HOW TO COMPLETE THIS TASK
Going down the data below, set down exactly the line with "Category: black vest" and each line after it through the line with "Category: grass field"; no other lines.

[Start of section]

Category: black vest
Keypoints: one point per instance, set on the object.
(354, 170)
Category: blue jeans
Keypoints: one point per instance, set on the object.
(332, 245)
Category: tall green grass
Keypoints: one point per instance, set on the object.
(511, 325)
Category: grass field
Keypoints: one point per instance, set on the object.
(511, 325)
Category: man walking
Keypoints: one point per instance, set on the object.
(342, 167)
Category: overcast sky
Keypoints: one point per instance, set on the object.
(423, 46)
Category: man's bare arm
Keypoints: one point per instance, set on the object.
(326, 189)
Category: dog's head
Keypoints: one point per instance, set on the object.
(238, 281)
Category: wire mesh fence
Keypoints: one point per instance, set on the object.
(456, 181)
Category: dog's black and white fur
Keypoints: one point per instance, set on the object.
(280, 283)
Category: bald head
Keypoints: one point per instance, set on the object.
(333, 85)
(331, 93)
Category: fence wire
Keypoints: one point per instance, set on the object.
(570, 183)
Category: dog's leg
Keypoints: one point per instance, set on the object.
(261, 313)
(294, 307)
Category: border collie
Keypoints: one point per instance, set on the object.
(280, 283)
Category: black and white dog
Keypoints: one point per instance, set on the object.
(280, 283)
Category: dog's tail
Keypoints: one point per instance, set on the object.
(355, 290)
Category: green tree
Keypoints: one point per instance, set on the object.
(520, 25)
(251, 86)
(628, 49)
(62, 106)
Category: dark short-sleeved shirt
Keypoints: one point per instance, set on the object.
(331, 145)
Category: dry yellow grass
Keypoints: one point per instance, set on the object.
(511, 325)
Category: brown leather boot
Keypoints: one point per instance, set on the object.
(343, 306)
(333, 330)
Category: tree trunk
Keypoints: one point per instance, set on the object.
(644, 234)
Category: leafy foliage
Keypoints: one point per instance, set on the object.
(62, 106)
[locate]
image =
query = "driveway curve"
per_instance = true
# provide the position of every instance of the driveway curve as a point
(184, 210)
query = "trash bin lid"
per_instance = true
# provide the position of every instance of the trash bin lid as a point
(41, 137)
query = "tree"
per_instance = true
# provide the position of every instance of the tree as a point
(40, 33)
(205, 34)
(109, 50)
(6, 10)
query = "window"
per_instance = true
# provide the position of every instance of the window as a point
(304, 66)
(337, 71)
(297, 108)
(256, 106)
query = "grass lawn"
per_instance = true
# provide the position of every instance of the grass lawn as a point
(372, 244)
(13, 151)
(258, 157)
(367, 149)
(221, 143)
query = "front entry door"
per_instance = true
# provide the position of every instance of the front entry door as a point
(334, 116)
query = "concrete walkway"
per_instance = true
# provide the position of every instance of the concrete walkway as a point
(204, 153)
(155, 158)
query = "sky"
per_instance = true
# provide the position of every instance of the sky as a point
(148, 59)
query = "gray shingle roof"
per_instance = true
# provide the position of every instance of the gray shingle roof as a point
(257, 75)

[End of section]
[Start of section]

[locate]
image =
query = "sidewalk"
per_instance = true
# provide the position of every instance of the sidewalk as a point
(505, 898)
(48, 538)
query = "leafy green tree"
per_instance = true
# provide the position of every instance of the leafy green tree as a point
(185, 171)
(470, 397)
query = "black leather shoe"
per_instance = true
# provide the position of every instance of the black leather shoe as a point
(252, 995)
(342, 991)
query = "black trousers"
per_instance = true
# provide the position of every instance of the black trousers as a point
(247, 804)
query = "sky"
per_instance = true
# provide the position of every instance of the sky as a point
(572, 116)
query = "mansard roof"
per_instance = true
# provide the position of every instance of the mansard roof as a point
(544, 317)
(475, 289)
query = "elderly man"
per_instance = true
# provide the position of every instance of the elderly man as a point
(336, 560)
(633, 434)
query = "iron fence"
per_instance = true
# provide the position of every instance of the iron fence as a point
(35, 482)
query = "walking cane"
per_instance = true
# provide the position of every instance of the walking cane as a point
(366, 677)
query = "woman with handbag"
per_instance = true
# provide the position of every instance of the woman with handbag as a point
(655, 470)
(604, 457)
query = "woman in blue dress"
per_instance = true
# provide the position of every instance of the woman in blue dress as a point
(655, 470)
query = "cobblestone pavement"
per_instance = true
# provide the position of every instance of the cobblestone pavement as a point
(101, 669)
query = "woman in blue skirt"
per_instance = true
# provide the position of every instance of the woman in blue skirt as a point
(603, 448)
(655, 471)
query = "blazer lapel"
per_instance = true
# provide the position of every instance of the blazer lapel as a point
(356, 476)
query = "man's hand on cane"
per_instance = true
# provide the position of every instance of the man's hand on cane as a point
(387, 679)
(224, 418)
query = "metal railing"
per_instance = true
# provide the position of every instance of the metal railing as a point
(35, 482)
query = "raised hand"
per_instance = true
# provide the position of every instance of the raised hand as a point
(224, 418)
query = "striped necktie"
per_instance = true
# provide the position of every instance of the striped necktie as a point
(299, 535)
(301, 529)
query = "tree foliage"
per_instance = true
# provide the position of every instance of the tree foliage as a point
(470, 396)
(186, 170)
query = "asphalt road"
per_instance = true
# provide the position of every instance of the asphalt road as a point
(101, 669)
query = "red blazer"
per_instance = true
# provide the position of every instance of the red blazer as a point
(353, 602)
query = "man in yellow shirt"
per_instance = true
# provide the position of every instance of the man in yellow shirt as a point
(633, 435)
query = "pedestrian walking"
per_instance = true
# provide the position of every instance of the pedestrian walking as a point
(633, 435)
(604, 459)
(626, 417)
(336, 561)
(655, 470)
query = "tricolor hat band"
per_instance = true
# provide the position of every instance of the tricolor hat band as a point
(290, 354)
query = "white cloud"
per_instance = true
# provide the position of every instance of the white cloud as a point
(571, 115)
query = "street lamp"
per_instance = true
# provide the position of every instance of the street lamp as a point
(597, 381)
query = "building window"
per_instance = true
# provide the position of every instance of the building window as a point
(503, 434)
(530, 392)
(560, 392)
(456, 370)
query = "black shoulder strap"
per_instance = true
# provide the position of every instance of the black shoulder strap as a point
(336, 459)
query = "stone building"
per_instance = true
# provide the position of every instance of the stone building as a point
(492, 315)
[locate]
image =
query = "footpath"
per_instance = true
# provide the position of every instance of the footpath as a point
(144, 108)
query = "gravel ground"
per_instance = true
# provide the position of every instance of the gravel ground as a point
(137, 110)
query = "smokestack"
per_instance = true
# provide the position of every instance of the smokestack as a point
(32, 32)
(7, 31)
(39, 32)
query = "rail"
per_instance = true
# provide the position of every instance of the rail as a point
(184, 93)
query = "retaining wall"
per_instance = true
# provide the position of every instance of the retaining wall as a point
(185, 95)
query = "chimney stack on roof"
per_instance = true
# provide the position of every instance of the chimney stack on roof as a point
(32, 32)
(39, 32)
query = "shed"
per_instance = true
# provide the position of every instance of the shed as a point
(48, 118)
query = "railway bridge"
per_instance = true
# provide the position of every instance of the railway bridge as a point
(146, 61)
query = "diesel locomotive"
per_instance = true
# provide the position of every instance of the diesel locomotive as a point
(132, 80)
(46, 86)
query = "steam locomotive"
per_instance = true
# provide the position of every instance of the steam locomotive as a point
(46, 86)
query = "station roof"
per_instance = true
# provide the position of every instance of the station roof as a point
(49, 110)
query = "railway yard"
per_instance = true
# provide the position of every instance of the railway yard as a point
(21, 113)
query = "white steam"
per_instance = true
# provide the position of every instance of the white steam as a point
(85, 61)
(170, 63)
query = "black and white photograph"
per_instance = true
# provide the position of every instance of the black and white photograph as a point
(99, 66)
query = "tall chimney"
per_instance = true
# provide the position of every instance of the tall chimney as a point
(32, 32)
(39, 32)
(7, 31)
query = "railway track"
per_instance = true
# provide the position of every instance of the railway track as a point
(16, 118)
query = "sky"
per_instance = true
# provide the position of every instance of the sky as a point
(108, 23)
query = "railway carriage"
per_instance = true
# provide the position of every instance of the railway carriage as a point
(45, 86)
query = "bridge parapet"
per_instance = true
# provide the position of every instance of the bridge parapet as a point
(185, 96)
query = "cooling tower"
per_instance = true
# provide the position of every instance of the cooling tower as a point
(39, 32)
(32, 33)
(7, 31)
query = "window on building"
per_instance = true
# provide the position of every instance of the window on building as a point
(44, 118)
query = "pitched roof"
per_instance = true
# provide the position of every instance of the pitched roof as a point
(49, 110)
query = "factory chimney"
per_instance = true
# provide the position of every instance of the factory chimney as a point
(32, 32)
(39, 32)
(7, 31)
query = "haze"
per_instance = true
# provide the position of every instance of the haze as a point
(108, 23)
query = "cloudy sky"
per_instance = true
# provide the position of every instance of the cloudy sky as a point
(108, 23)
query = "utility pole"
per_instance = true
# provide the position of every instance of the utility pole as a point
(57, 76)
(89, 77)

[End of section]
[Start of section]

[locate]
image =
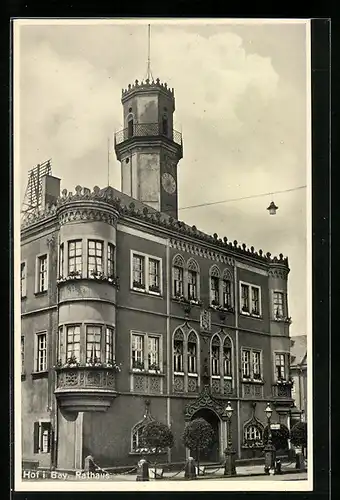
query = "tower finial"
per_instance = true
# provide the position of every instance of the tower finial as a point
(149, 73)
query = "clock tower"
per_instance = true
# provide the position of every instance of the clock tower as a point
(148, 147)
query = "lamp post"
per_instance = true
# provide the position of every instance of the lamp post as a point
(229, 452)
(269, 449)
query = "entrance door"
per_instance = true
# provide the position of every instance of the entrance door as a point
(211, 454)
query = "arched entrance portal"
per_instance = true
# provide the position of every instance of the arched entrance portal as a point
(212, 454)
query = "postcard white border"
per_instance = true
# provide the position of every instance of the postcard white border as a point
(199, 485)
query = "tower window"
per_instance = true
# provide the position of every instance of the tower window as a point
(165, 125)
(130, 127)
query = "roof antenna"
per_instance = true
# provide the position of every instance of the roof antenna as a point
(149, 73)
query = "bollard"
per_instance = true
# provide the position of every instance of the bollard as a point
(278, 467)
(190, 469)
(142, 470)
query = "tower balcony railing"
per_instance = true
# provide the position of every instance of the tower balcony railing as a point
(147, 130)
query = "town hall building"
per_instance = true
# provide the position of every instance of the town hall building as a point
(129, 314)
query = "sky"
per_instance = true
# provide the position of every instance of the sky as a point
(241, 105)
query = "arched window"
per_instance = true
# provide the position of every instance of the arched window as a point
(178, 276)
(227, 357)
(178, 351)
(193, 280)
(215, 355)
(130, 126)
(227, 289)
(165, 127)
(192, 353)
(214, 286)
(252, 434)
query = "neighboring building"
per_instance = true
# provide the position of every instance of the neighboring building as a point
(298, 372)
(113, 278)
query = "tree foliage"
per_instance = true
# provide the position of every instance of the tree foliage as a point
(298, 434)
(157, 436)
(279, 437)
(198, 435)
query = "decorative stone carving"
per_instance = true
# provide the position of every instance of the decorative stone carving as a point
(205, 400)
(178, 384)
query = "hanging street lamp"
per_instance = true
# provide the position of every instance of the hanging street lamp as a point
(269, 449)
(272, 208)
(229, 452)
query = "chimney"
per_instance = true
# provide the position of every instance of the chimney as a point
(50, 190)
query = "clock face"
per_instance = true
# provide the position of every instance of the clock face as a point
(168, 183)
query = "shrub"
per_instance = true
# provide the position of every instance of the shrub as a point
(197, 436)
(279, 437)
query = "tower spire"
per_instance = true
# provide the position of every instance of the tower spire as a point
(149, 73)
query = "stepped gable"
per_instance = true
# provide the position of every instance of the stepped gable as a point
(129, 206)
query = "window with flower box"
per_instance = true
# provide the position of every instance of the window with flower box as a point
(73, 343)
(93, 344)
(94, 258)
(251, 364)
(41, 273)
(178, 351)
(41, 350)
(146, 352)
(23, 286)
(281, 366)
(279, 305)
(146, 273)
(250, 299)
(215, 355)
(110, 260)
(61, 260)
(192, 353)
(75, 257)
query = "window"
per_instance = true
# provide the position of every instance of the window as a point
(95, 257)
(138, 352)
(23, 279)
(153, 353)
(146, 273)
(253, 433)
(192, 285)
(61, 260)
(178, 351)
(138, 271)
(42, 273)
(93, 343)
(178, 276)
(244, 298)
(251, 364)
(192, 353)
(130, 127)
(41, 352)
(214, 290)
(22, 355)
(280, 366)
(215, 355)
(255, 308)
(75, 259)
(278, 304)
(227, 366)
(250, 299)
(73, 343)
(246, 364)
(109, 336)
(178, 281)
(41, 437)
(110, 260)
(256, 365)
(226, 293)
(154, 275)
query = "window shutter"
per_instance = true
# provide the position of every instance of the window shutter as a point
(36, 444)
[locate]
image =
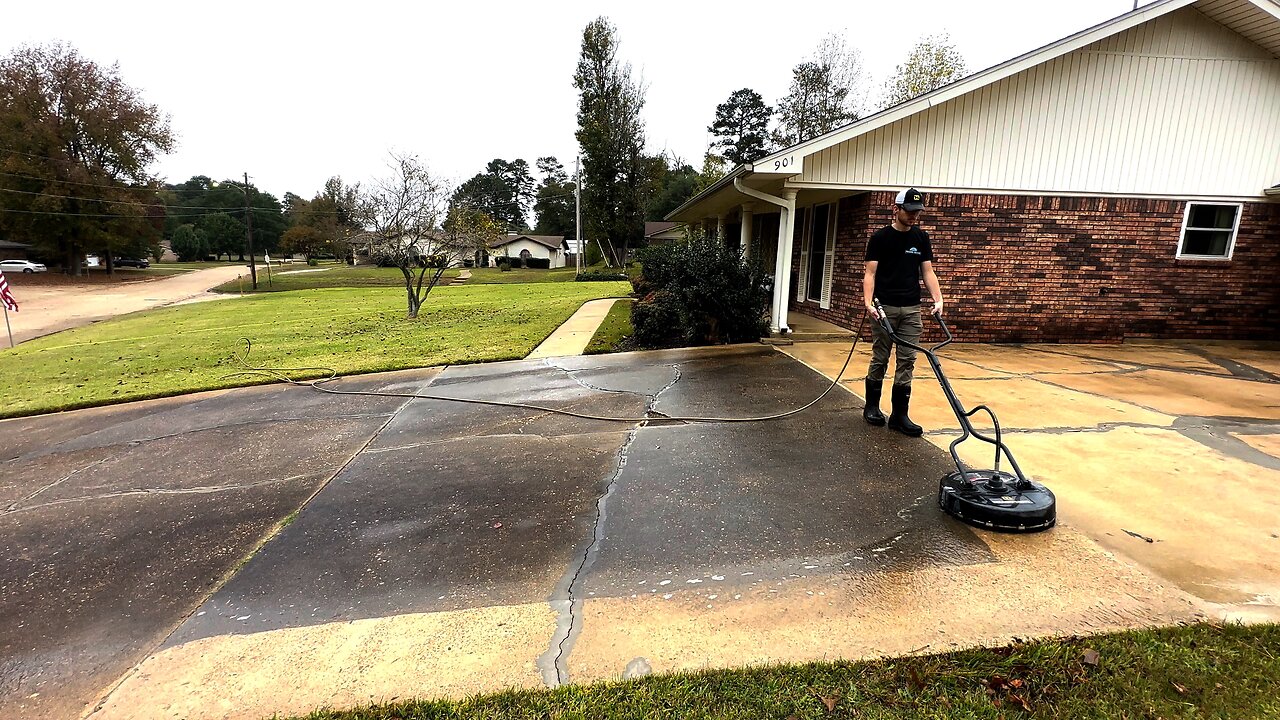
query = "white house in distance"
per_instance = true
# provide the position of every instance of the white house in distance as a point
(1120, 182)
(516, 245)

[End of section]

ANSWER SECTION
Category: black vest
Keypoints: one point per instance, set on the object.
(354, 170)
Category: blue jeans
Keypoints: one point per instance, set on the object.
(332, 245)
Category: tall green grass
Keypoints: one point per instance, set on the object.
(511, 325)
Category: grass field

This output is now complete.